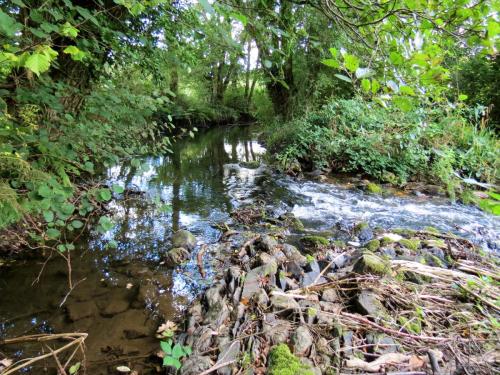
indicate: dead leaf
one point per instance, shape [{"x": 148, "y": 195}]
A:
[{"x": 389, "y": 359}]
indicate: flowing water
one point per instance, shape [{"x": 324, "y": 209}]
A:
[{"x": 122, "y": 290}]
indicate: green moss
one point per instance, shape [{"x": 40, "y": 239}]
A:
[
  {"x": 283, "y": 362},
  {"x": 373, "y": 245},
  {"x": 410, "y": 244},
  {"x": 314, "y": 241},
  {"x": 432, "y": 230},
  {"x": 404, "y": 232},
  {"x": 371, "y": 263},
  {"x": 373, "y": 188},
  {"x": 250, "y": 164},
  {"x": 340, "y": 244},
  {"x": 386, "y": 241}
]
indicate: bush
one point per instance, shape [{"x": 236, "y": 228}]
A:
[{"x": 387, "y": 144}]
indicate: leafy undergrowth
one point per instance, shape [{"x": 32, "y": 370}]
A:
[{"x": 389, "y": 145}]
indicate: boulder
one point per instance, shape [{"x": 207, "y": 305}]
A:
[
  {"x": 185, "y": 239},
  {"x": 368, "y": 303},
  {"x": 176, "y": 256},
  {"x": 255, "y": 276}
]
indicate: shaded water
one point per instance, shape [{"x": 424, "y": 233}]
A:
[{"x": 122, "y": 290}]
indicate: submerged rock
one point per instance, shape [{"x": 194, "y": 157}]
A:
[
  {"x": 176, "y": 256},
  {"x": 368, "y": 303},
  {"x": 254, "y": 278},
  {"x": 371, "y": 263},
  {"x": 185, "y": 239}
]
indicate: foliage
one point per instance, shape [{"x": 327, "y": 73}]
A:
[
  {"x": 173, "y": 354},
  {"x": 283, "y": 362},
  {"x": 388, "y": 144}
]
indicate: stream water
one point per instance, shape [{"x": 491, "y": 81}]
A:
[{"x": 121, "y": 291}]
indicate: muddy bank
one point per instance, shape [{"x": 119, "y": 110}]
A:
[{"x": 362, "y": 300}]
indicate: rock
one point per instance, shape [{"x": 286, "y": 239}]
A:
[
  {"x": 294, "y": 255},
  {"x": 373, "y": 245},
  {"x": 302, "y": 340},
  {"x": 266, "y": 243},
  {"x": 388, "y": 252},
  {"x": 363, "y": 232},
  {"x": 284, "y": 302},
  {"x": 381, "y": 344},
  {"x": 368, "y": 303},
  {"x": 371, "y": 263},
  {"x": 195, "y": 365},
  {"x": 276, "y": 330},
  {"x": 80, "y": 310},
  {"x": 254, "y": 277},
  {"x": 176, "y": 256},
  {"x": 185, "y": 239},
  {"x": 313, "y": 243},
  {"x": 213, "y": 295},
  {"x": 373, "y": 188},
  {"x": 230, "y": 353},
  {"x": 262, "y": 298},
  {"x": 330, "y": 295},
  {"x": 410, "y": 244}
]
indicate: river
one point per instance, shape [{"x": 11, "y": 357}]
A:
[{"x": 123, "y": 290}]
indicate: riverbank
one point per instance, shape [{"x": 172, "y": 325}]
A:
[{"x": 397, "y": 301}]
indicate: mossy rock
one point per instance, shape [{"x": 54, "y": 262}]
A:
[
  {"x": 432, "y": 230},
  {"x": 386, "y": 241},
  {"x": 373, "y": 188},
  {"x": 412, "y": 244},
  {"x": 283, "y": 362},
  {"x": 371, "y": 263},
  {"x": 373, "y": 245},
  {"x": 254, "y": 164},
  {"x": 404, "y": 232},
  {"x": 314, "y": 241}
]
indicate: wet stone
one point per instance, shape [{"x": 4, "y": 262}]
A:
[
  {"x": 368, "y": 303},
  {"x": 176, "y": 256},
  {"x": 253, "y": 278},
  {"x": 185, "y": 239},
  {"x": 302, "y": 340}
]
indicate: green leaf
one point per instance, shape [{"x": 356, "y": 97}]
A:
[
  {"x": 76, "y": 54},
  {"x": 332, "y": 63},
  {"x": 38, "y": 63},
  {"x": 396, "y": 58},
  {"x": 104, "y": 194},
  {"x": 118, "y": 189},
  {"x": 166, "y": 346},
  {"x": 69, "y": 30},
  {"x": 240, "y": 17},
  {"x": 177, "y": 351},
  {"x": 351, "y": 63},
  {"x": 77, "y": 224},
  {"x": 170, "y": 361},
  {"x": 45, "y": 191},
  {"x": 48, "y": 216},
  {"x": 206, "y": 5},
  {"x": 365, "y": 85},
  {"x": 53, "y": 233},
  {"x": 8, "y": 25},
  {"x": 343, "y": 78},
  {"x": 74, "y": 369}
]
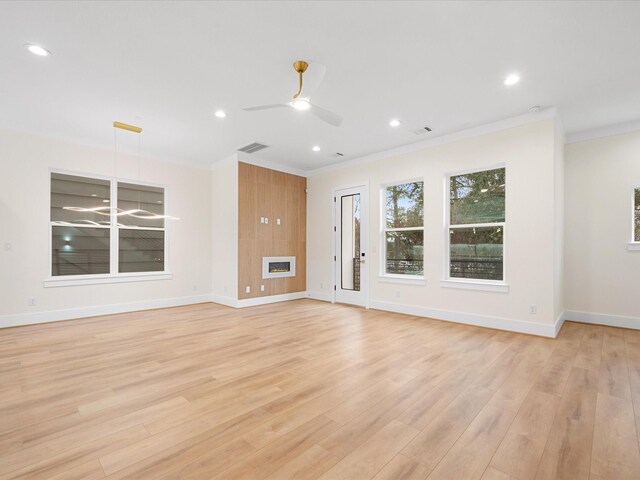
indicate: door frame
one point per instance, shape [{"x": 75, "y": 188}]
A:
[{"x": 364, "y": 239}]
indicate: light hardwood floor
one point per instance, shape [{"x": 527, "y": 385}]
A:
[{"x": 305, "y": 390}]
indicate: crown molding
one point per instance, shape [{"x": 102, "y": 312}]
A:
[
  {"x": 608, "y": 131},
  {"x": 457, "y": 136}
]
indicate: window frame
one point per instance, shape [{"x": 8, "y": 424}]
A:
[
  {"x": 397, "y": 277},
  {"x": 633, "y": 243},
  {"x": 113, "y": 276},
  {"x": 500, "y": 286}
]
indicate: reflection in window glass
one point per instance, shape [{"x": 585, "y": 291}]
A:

++++++++++++++++++++

### Prompt
The answer must be an exact copy of the entries, with the pictures omitted.

### Task output
indicate: dead leaf
one point per instance, shape [{"x": 148, "y": 195}]
A:
[{"x": 389, "y": 359}]
indicate: flowing water
one point per instance, shape [{"x": 324, "y": 209}]
A:
[{"x": 122, "y": 290}]
indicate: green moss
one point per instance, shape [{"x": 40, "y": 239}]
A:
[
  {"x": 283, "y": 362},
  {"x": 373, "y": 245},
  {"x": 410, "y": 244},
  {"x": 314, "y": 241},
  {"x": 432, "y": 230},
  {"x": 404, "y": 232},
  {"x": 371, "y": 263},
  {"x": 373, "y": 188},
  {"x": 250, "y": 164},
  {"x": 340, "y": 244},
  {"x": 386, "y": 241}
]
indicate: bush
one point per instance, shape [{"x": 236, "y": 228}]
A:
[{"x": 387, "y": 144}]
indicate: leafy undergrowth
one point per instance, shape [{"x": 32, "y": 370}]
A:
[{"x": 389, "y": 145}]
indicate: boulder
one point per instance, shape [{"x": 207, "y": 305}]
A:
[
  {"x": 185, "y": 239},
  {"x": 368, "y": 303},
  {"x": 176, "y": 256},
  {"x": 255, "y": 276}
]
indicate: shaded water
one point per instance, shape [{"x": 424, "y": 233}]
A:
[{"x": 122, "y": 290}]
indicate: submerged rock
one point per instance, shape [{"x": 194, "y": 157}]
A:
[
  {"x": 176, "y": 256},
  {"x": 368, "y": 303},
  {"x": 254, "y": 278},
  {"x": 371, "y": 263},
  {"x": 185, "y": 239}
]
indicate: foliage
one point per instance, shape [{"x": 327, "y": 73}]
A:
[
  {"x": 173, "y": 354},
  {"x": 283, "y": 362},
  {"x": 388, "y": 144}
]
indicate: stream water
one point per instance, shape [{"x": 491, "y": 81}]
A:
[{"x": 121, "y": 291}]
indicate: muddy bank
one point per instance, shape [{"x": 119, "y": 110}]
A:
[{"x": 362, "y": 300}]
indicate: rock
one point per instance, shape [{"x": 286, "y": 239}]
A:
[
  {"x": 294, "y": 255},
  {"x": 373, "y": 245},
  {"x": 302, "y": 340},
  {"x": 266, "y": 243},
  {"x": 388, "y": 252},
  {"x": 363, "y": 232},
  {"x": 284, "y": 302},
  {"x": 381, "y": 344},
  {"x": 368, "y": 303},
  {"x": 371, "y": 263},
  {"x": 195, "y": 365},
  {"x": 276, "y": 330},
  {"x": 80, "y": 310},
  {"x": 254, "y": 277},
  {"x": 176, "y": 256},
  {"x": 185, "y": 239},
  {"x": 313, "y": 243},
  {"x": 213, "y": 295},
  {"x": 373, "y": 188},
  {"x": 230, "y": 353},
  {"x": 262, "y": 298},
  {"x": 330, "y": 295},
  {"x": 410, "y": 244}
]
indicate: river
one point per instance, shape [{"x": 11, "y": 357}]
A:
[{"x": 123, "y": 290}]
indicate: riverbank
one point per instance, shape [{"x": 172, "y": 325}]
A:
[{"x": 397, "y": 301}]
indicate: mossy rock
one point per instance, shape [{"x": 54, "y": 262}]
A:
[
  {"x": 432, "y": 230},
  {"x": 386, "y": 241},
  {"x": 373, "y": 188},
  {"x": 412, "y": 244},
  {"x": 283, "y": 362},
  {"x": 371, "y": 263},
  {"x": 373, "y": 245},
  {"x": 254, "y": 164},
  {"x": 404, "y": 232},
  {"x": 314, "y": 241}
]
indicate: wet stone
one point per instance, shape [{"x": 4, "y": 262}]
A:
[
  {"x": 368, "y": 303},
  {"x": 176, "y": 256},
  {"x": 253, "y": 278},
  {"x": 185, "y": 239},
  {"x": 302, "y": 340}
]
indicate: green leaf
one point per instance, shape [{"x": 356, "y": 97}]
A:
[
  {"x": 76, "y": 54},
  {"x": 332, "y": 63},
  {"x": 38, "y": 63},
  {"x": 396, "y": 58},
  {"x": 104, "y": 194},
  {"x": 118, "y": 189},
  {"x": 166, "y": 346},
  {"x": 69, "y": 30},
  {"x": 240, "y": 17},
  {"x": 177, "y": 351},
  {"x": 351, "y": 63},
  {"x": 77, "y": 224},
  {"x": 170, "y": 361},
  {"x": 45, "y": 191},
  {"x": 48, "y": 216},
  {"x": 206, "y": 5},
  {"x": 365, "y": 85},
  {"x": 53, "y": 233},
  {"x": 8, "y": 25},
  {"x": 343, "y": 78},
  {"x": 74, "y": 369}
]
indicate: door frame
one point per instance, shape [{"x": 75, "y": 188}]
A:
[{"x": 364, "y": 239}]
indicate: light hardwood floor
one point per instance, shape [{"x": 527, "y": 385}]
A:
[{"x": 305, "y": 390}]
indicate: crown molding
one point per instance, shape [{"x": 102, "y": 312}]
A:
[
  {"x": 608, "y": 131},
  {"x": 457, "y": 136}
]
indicate: window frame
one point per instance, shape [{"x": 8, "y": 424}]
A:
[
  {"x": 397, "y": 277},
  {"x": 633, "y": 243},
  {"x": 113, "y": 276},
  {"x": 500, "y": 286}
]
indicate: reflection in window glass
one point per instance, shape [{"x": 585, "y": 291}]
A:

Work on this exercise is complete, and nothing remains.